Material for the task ->

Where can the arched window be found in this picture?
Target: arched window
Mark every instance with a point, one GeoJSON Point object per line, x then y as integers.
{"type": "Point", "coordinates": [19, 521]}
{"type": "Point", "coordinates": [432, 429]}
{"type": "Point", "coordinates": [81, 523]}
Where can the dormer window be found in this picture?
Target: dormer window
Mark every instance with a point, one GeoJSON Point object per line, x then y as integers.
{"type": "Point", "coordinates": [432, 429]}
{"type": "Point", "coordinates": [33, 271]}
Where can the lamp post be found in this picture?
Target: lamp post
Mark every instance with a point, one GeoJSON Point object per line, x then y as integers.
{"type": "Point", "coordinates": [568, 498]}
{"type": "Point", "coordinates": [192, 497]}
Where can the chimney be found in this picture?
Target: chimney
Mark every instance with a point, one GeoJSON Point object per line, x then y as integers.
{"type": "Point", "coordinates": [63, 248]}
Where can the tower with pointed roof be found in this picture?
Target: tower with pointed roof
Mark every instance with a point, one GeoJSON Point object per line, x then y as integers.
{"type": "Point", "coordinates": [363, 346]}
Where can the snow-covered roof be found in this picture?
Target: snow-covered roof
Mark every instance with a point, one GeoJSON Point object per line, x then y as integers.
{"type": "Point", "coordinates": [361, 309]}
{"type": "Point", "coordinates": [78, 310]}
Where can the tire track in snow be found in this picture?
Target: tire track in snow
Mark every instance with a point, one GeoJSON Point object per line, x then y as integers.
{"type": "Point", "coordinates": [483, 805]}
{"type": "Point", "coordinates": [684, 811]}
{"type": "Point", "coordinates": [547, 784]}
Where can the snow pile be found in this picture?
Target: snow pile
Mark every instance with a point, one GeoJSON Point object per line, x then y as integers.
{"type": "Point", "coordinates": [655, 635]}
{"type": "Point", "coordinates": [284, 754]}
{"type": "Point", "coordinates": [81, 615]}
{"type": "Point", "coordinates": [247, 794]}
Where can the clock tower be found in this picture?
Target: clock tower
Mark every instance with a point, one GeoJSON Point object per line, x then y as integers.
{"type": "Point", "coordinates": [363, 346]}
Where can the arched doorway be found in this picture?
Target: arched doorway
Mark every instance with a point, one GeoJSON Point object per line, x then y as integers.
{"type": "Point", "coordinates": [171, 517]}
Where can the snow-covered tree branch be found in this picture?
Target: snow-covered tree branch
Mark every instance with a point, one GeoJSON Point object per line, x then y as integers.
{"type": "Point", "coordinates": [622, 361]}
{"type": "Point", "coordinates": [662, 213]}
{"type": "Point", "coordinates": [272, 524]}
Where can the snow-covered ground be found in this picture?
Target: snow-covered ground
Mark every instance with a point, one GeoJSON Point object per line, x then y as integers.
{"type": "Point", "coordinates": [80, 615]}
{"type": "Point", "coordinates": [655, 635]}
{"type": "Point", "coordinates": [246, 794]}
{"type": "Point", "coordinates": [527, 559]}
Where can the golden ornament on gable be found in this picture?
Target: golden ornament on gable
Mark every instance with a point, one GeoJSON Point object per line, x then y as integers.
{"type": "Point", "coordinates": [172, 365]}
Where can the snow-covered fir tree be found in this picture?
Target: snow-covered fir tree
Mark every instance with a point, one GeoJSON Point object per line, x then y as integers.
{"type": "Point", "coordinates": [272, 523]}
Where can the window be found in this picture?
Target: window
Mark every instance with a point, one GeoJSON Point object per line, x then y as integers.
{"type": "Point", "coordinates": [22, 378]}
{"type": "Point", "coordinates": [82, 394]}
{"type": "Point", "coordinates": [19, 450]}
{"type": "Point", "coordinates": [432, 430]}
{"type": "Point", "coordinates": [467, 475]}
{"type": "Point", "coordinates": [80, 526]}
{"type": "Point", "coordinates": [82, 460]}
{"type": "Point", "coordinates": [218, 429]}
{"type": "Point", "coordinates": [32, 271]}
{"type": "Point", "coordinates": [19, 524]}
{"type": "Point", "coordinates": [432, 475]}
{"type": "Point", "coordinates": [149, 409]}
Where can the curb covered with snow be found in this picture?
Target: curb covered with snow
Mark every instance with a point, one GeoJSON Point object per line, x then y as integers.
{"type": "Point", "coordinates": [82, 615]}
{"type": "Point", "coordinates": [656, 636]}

What the task requires -> Your answer should be the lines above, from the line containing "Where can the tower" up to and including the line containing "Where can the snow-covered roof", reproduced exactly and with nothing else.

Answer space ->
Where can the tower with pointed roof be found in this picture?
Target: tower with pointed roof
Mark every instance with a point, one GeoJSON Point object per line, x then y as integers.
{"type": "Point", "coordinates": [363, 346]}
Where can the snow-covered roof be found in this picture?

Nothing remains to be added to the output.